[Explore the material]
1. Rewrite the paragraph beginning "Nanomaterials have facilitated advancements" from the nanomaterials abstract below as a brief list, keeping its main facts.
2. According to the nanomaterials abstract below, what two materials were used to 3D-bioprint human skin?

[[ Excerpt provided, beginning ]]

(178i) Nanomaterials for Biosensing, Drug Delivery, and 3D Bioprinting.

Nanomaterials have facilitated advancements in biomedical applications ranging from diagnostic imaging to targeted drug delivery, and 3D-bioprinting for tissue engineering. This poster introduces three innovative platforms powered by nanomaterials: nanosensor-enabled chemical cystoscopy for bladder cancer diagnosis, biomimetic coacervates for enzyme-responsive drug delivery, and 3D-bioprinted human skins for understanding skin tone impact. First, a library of amphiphilic copolymers was developed to functionalize fluorescent carbon nanotubes for detecting bladder cancer biomarkers. Our 25 promising nanosensors, selected based on sensitivity and selectivity, were grafted onto medical catheter to produce biomedical chemical imaging maps, spatially localizing tumor sites. Second, nano-sized coacervates were developed via the self-assembly of heparin with mussel-inspired peptides. These coacervates involved a thrombin-recognition site within their peptide building block, resulting in the controlled drug release upon thrombin proteolysis. Lastly, human skin was 3D-bioprinted using denatured collagen and synthetic melanin. Synthetic melanin nanoparticles matched their absorption and scattering coefficients with real melanosomes, producing similar optical properties to real-human skin. The impact of human skin tone on multiple biomedical optics was evaluated, producing quantitative data to reduce racial-based bias in biomedical optical imaging. Overall, nanomaterials hold significant potential to enhance current diagnostic and therapeutic platforms, ultimately advancing systems for global human health.

[[ Excerpt provided, end ]]
[[ Provided information, beginning ]]

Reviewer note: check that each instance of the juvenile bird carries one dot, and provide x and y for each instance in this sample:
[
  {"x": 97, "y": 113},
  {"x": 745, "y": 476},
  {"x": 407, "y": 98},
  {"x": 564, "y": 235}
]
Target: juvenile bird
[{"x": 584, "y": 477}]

[[ Provided information, end ]]

[Task-by-task solutions]
1.
- Nanomaterials have advanced biomedical applications such as diagnostic imaging, targeted drug delivery, and 3D bioprinting for tissue engineering.
- Nanosensor-enabled chemical cystoscopy for bladder cancer diagnosis: amphiphilic copolymers functionalized fluorescent carbon nanotubes to detect bladder cancer biomarkers. The 25 most promising nanosensors, chosen for sensitivity and selectivity, were grafted onto a medical catheter to produce chemical imaging maps that locate tumor sites.
- Biomimetic coacervates for enzyme-responsive drug delivery: nano-sized coacervates self-assembled from heparin and mussel-inspired peptides. A thrombin-recognition site in the peptide allowed controlled drug release upon thrombin proteolysis.
- 3D-bioprinted human skin for studying skin tone impact: skin was printed with denatured collagen and synthetic melanin. The melanin nanoparticles matched real melanosomes in absorption and scattering coefficients, giving optical properties similar to real human skin. Testing skin tone's effect on biomedical optics produced quantitative data to reduce racial bias in optical imaging.
- Nanomaterials can enhance diagnostic and therapeutic platforms and advance global human health.

2. Denatured collagen and synthetic melanin.